* **Data rows**:
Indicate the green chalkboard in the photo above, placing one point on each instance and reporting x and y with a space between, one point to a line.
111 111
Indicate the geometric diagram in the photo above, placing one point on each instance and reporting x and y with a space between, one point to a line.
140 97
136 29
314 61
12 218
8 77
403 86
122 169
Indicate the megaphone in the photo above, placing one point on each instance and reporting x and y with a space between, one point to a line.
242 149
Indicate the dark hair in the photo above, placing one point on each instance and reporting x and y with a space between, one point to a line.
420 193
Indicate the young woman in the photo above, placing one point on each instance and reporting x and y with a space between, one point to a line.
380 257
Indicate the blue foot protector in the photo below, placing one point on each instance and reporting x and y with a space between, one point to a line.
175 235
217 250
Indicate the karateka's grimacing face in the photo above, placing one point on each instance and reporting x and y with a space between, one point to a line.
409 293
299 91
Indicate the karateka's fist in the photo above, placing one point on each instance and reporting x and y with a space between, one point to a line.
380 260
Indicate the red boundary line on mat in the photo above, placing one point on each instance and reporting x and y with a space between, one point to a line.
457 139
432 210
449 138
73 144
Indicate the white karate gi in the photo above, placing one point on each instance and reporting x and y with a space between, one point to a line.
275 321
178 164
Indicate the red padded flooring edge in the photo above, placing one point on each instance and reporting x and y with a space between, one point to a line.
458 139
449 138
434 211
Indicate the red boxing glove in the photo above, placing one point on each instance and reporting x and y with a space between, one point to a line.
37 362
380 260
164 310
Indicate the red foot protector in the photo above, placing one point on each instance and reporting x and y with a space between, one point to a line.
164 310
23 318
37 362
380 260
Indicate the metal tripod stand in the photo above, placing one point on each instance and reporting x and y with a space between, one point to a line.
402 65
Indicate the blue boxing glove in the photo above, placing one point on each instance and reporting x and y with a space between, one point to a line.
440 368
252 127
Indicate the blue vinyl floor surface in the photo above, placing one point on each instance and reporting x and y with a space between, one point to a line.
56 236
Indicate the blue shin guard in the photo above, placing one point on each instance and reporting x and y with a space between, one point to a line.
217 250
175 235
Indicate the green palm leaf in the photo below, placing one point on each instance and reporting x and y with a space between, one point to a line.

* **Exercise objective**: Switch "Indicate" to "Mark" everywhere in the data above and write it all out again, leaving everything else unchanged.

* **Expected answer**:
Mark the green chalkboard in the photo above, placing one point on each instance and reporting x and y with a space between, one point to a line.
111 111
Mark the geometric diagram in the photo above, placing one point on each instance and reporting x and y with a space between, one point to a line.
140 97
136 29
314 61
12 218
8 77
403 86
122 169
Mark the megaphone in the photo above, placing one point on each instance and reporting x and y with a space between, one point to a line.
242 149
Mark the dark hair in the photo above, placing one point on each instance and reporting x and y with a space between, one point to a line.
420 193
Mark the young woman in the photo above, placing one point on each instance and reporting x and y with a space between, one point to a line.
380 257
Mark the blue foot protector in the photo below, placing one point on each instance and reporting x and y with a space between, one point to a line.
175 235
217 250
Mark the karateka's grimacing face in the photo above, placing one point on each instance and reporting x and y with a space between, one point to a line.
409 293
299 91
Mark the karateka's fist in the photo above, placing one point on each instance and reporting x and y with a space between, one point to a line.
380 260
Mark the red boundary line on mat in the photo above, placing one point on each instance and reporting x and y with a space between, one point to a line.
457 139
432 210
449 138
73 144
Mark the white karate gi in the photo above, placing one point on each instance and reporting x and y with a space between, one point to a line.
275 321
178 164
Mark the red padded flooring edge in the photo above, placing one point on each instance and reporting x and y with a space between, one point to a line.
458 139
449 138
434 211
Mark the red boxing glove in the photo above, placing one point on each instance and reporting x and y with a space between, one point to a line.
37 362
380 260
164 310
Mark the red foot protector in the photo above, placing one point on each instance and reporting x and y with a space between, one point to a line.
164 310
23 318
37 362
380 260
Mark the metal tripod stand in the photo above, placing one point on each instance and reporting x and y with a space between, one point to a line.
402 65
Mark the blue boxing glove in the photo above, placing one point on each instance and reporting x and y with a space between, one point to a line.
440 368
252 127
Mark the blue vinyl floor surface in the photo above, placing one point on each instance and reporting x and y with a space between, one point to a line.
56 236
Mark the blue shin guard in the photo above, placing one point on each instance and reporting x and y with a space between, one point to a line.
217 250
175 235
Mark the green palm leaf in the photo below, placing one point on each instance and reporting x and y with a space between, one point to a line.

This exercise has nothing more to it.